Source passage:
ABSTRACT
HANS-J.GABIUS1, NICOLAI V.BOVIN2, ULRICH BRINCK3, SIGRUN GABIUS4, CARLO UNVERZAGT5 and KLAUS KAYSER6
1Institut für Physiologische Chemie, Tierärztliche Fakultät, Ludwig-MaximiliansUniversität München, Veterinärstraße 13, D-80539 München, Germany
2Shemyakin Institute of Bioorganic Chemistry, Russian Academy of Sciences, ul. Miklukho-Maklaya 16/10, Moscow, Russia
3Zentrum Pathologie, Georg-August-Universität Göttingen, Robert-Koch-Straße 40, D-37075 Göttingen, Germany
4Hämatologisch-Onkologische Schwerpunktpraxis, Sternstraße 12, D-83022 Rosenheim, Germany
5Institut für Organische Chemie, Ludwig-Maximilians-Universität München, Karlstraße 23, D-80333 München, Germany
INTRODUCTION
Biological information transfer governs the social behavior of cells and thus the organization of organs and tissues. Defects and disorders in the exquisitely adjusted regulatory processes will cause disease states of varying degrees of severity. Any reliable delineation of a molecular aberration will be the basis to devise, if possible, efficient therapeutic strategies to correct the pinpointed dysregulation. Since histochemical analysis can provide detailed information on the presence of the defined epitopes under scrutiny and their spatial distribution, its application is an important step to unravel the inherent mechanisms which establish the complex structures at the different levels of cellular organization. Generally, antibodies afford the opportunity to describe the localization of a distinct determinant. The monitoring of expression of a gene for a certain protein can also be shifted to the level of ribonucleic acid, referring to the popular technique of in situ hybridization. When considering these two approaches, information storage is implicitly performed by two well-investigated code systems, i.e. the ensembles of four nucleotides and twenty-one proteinogenic amino acids. Quite frequently, textbooks nourish the notion that vital information transfer is exclusively confined to these two biological alphabets. However, recent work in the fields of glycosciences has convincingly proven the inadequacy of this preconception (for an overview, see Gabius and Gabius, 1993, 1997). We are now not only witnessing the emergence of the concept of a third code system. Moreover, it is becoming obvious that its coding capacity surpasses by orders of magnitude that of the familiar oligoand polymeric structures consisting of nucleotides and amino acids. This newly recognized code system is established by a panel of monosaccharides.

[Referring expression grounding data]
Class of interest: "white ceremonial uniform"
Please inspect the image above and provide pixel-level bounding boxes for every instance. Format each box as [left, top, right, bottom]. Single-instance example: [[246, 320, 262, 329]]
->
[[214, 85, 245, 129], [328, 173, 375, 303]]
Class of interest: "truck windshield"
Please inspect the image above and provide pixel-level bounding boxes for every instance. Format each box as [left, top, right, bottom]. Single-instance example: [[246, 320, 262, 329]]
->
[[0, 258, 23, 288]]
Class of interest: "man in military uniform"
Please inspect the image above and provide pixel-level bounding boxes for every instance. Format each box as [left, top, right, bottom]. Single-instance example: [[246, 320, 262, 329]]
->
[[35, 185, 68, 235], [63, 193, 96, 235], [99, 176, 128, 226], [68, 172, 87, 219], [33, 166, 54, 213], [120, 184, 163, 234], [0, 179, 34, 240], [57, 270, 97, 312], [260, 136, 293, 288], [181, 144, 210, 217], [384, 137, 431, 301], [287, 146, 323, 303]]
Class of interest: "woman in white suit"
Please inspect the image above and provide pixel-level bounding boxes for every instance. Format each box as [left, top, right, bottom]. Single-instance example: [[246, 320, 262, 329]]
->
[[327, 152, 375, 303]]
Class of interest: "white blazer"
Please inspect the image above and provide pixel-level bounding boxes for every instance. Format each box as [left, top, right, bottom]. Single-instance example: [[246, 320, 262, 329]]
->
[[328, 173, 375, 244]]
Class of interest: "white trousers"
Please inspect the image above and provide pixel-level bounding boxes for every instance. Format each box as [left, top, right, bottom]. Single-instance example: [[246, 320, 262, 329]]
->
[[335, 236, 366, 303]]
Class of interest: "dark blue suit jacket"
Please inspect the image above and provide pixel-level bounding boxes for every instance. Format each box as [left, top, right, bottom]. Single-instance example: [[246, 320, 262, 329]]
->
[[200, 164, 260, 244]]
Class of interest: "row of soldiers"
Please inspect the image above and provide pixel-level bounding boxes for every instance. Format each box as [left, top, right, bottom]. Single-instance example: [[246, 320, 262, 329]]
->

Exercise directions:
Answer these questions using the passage on biological code systems:
(a) In which city is the Shemyakin Institute of Bioorganic Chemistry located?
(b) How many proteinogenic amino acids does the passage give as one of the two well-investigated code systems?
(c) What establishes the newly recognized third code system?

Result of the exercise:
(a) Moscow, Russia
(b) Twenty-one
(c) A panel of monosaccharides